▸ **Records for the exercise**:
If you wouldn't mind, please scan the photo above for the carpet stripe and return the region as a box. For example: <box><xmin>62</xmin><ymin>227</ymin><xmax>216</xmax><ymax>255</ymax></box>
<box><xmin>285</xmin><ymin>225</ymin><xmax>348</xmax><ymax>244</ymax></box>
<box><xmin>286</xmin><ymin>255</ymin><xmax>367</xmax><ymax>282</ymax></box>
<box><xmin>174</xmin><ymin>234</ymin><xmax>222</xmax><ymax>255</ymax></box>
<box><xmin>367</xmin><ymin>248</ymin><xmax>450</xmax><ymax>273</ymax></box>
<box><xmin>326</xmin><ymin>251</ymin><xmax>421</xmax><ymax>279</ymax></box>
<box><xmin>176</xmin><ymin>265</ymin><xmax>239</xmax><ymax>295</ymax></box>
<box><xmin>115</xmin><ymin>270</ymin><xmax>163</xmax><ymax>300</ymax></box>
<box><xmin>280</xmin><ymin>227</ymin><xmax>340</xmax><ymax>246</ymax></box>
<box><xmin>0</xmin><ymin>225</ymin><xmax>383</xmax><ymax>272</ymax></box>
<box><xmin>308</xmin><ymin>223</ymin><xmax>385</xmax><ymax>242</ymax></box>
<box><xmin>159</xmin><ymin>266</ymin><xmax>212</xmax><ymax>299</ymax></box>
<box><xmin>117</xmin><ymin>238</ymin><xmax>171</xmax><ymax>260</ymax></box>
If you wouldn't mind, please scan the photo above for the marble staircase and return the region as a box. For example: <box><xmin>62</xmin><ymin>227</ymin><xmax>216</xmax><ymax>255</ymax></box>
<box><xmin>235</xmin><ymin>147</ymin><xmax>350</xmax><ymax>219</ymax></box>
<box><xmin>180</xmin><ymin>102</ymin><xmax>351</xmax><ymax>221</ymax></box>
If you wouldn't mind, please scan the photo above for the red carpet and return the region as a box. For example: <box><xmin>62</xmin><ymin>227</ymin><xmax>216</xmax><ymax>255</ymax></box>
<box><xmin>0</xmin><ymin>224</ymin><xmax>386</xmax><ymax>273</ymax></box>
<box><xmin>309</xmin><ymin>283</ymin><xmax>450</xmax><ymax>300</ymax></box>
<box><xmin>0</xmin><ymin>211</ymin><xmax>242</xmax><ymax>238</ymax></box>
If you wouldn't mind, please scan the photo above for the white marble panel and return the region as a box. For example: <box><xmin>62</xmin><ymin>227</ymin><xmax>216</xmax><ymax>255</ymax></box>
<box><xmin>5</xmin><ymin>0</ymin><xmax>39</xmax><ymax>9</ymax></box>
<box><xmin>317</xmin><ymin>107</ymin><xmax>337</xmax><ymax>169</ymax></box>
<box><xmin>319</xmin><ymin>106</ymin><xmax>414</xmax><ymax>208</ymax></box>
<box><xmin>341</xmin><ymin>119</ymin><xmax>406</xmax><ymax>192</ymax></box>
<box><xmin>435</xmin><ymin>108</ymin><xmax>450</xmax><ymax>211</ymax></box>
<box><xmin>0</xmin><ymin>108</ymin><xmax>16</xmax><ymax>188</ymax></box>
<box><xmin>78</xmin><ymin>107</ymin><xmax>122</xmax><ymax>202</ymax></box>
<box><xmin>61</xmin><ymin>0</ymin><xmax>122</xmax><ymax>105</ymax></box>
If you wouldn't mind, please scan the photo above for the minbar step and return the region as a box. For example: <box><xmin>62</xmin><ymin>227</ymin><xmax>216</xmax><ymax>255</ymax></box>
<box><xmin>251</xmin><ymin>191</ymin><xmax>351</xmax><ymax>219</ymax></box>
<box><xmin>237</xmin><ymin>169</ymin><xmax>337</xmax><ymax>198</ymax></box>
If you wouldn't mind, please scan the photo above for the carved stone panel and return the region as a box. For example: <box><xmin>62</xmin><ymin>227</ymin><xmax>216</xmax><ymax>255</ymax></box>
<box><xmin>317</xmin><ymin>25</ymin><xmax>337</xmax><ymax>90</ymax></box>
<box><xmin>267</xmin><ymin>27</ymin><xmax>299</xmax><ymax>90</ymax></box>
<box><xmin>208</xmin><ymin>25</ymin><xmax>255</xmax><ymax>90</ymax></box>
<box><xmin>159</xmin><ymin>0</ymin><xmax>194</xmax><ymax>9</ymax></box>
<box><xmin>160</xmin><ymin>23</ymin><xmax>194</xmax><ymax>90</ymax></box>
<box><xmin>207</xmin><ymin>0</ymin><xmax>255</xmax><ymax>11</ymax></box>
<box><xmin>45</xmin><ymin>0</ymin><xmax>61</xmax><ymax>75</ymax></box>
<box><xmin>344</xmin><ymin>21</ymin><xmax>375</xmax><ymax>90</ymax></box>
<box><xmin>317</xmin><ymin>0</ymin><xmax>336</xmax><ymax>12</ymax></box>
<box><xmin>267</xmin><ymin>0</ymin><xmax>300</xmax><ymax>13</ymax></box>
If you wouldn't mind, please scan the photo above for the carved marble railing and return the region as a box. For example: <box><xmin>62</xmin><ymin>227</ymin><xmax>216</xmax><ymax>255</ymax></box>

▸ **Task to carry out**:
Determine how many lines of the listing contain the string "wouldn", and reply with that number alone.

▸ **Result of this exercise**:
7